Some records
** Begin **

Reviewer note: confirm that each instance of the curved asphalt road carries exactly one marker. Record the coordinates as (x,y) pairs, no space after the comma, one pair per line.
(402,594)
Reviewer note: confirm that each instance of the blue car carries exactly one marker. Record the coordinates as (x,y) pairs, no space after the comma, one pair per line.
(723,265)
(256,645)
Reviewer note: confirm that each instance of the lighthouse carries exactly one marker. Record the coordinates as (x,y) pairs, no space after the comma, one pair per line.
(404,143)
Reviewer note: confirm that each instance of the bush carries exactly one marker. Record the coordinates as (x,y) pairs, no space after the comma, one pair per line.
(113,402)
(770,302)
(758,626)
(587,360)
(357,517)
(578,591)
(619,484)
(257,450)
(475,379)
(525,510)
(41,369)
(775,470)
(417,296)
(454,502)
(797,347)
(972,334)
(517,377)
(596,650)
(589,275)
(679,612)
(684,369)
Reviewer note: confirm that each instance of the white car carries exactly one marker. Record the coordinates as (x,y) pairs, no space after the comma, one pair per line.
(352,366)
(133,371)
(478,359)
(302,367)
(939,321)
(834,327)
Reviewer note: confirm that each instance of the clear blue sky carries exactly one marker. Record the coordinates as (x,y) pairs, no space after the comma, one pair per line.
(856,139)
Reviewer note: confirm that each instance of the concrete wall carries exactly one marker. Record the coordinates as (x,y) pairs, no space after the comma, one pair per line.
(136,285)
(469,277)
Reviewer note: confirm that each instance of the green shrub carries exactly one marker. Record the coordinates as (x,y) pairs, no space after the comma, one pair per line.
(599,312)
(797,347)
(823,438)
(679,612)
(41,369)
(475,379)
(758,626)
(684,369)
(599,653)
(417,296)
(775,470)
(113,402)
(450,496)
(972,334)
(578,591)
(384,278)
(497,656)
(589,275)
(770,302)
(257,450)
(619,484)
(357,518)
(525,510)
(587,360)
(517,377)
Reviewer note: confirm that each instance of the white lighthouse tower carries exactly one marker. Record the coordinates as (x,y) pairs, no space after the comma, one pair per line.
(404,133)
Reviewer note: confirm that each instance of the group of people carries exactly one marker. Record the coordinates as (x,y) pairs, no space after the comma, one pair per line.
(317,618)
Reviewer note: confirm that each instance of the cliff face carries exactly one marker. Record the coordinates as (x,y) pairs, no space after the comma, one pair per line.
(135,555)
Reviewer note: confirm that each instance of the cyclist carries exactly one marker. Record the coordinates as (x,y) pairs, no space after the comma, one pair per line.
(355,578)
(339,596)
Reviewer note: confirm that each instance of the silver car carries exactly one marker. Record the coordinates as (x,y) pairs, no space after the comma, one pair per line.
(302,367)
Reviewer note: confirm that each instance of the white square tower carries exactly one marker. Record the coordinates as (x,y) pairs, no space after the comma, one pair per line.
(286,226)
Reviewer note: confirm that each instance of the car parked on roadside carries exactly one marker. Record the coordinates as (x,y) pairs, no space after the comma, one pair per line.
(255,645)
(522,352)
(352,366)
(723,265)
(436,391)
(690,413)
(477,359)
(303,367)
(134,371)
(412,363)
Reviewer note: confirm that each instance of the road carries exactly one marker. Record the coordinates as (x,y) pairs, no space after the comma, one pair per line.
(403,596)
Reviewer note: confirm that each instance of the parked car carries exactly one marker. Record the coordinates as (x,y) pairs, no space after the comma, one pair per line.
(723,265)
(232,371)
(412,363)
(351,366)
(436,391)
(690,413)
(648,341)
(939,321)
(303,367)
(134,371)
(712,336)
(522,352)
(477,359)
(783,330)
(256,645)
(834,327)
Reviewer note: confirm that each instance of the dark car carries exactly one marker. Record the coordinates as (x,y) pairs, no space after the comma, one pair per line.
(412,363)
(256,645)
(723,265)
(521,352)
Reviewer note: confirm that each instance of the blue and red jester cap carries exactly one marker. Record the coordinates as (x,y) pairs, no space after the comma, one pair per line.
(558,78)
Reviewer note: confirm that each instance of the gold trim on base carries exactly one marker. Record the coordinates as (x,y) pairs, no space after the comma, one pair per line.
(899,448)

** End **

What you are asked to do: Each line of the material above needs to be quoted exactly, please.

Result of the exercise:
Reviewer note: confirm that each instance of the curved asphalt road carries exactly one marker. Record the coordinates as (x,y) pairs, no space after the comma, one pair per line.
(402,594)
Reviewer note: confirm that each instance of the blue car carries exactly one marker. Record the coordinates as (x,y) pairs, no space after the comma, one pair per line.
(723,265)
(256,645)
Reviewer note: confirm that each instance of the lighthouse carries exactly one marker. Record the coordinates as (x,y) pairs, no space after the comma, one pair per line.
(404,143)
Reviewer note: confirm that each instance of the bush carries exactly one marker. Record the coordinates as (x,y) pairs, no space after the comma, one pair per line.
(113,402)
(770,302)
(758,626)
(587,360)
(357,517)
(578,591)
(619,484)
(257,450)
(475,379)
(525,510)
(41,369)
(775,470)
(417,296)
(454,502)
(797,347)
(972,334)
(517,377)
(596,650)
(589,275)
(679,612)
(684,369)
Reviewer note: confirm that each instance of the white car carries exactly one marker. Record the coordinates as (x,y) pairs, no space after the comma, one pair per line.
(352,366)
(133,371)
(478,359)
(302,367)
(939,321)
(834,327)
Reviewer note: confirm that each instance of the clear blue sky carries exactly one marker. Record the coordinates as (x,y) pairs, no space after the comma, one pair per line.
(856,139)
Reviewer note: confirm that each instance of the concrete wall carries exactly one marker. Record the coordinates as (x,y) pairs, no space after the comma, one pair per line.
(136,285)
(469,277)
Reviewer note: confirm that each instance of the green shrub carries exactly one marker. Record the coordinates as (x,y) pairs, no space after the comma, one pair per line.
(599,312)
(797,347)
(823,438)
(679,612)
(41,369)
(475,379)
(758,626)
(684,369)
(599,653)
(417,296)
(775,470)
(113,402)
(450,496)
(972,334)
(578,591)
(384,278)
(497,656)
(589,275)
(770,302)
(257,450)
(619,484)
(357,518)
(525,510)
(587,360)
(517,377)
Reviewer note: confirm that each instance of the white lighthouse tower carries exactly one marker. Record the coordinates as (x,y) pairs, no space after the comma, one pair per line.
(404,133)
Reviewer note: confirm that each instance of the group of people carries exactly one marker. Record the coordinates as (x,y) pairs, no space after the comma, one pair per line.
(317,618)
Reviewer note: confirm that each instance of the cliff face carries exactly one marker. Record the coordinates as (x,y) pairs, no space after the comma, one pair per line.
(135,555)
Reviewer note: confirm that each instance of the cyclist carries exactly one marker. Record the coordinates as (x,y) pairs, no space after the comma, one pair per line.
(355,578)
(339,596)
Reviewer note: confirm that each instance of the silver car carries exactly one marker. Record the coordinates as (x,y) pairs, no space after the comma, one pair per line.
(302,367)
Reviewer note: confirm that each instance of the white square tower carries exactly one marker. Record the coordinates as (x,y) pairs, no space after the comma, one pair per line.
(286,226)
Reviewer note: confirm that each instance of the car parked on roadside carries exactly one marker. Record the coordinates as (x,y) pairs, no space after the comma, one pair per line.
(255,645)
(522,352)
(352,366)
(723,265)
(436,391)
(690,413)
(477,359)
(303,367)
(134,371)
(412,363)
Reviewer note: confirm that each instance of the road carries exactly one marker. Record the coordinates as (x,y) pairs, no space after the comma, one pair per line.
(403,596)
Reviewer note: confirm that each instance of the parked car carries exactly one marker. Record the coordinates as (x,y) pairs, no space after the comma, one pair per line.
(723,265)
(232,371)
(412,363)
(351,366)
(436,391)
(690,413)
(648,341)
(939,321)
(303,367)
(134,371)
(712,336)
(522,352)
(477,359)
(783,330)
(256,645)
(834,327)
Reviewer note: confirm that each instance of the dark car carries exactly one marker. Record the coordinates as (x,y) pairs, no space after the comma, one pair per line.
(412,363)
(256,645)
(723,265)
(521,352)
Reviewer note: confirm that each instance of the blue and red jester cap carries exactly one marker. Record the coordinates as (x,y) pairs, no space after the comma, one pair per line.
(558,78)
Reviewer note: confirm that each instance of the gold trim on base carries exactly one marker. Record the coordinates as (x,y) pairs, no space after the comma, one pair per line.
(899,448)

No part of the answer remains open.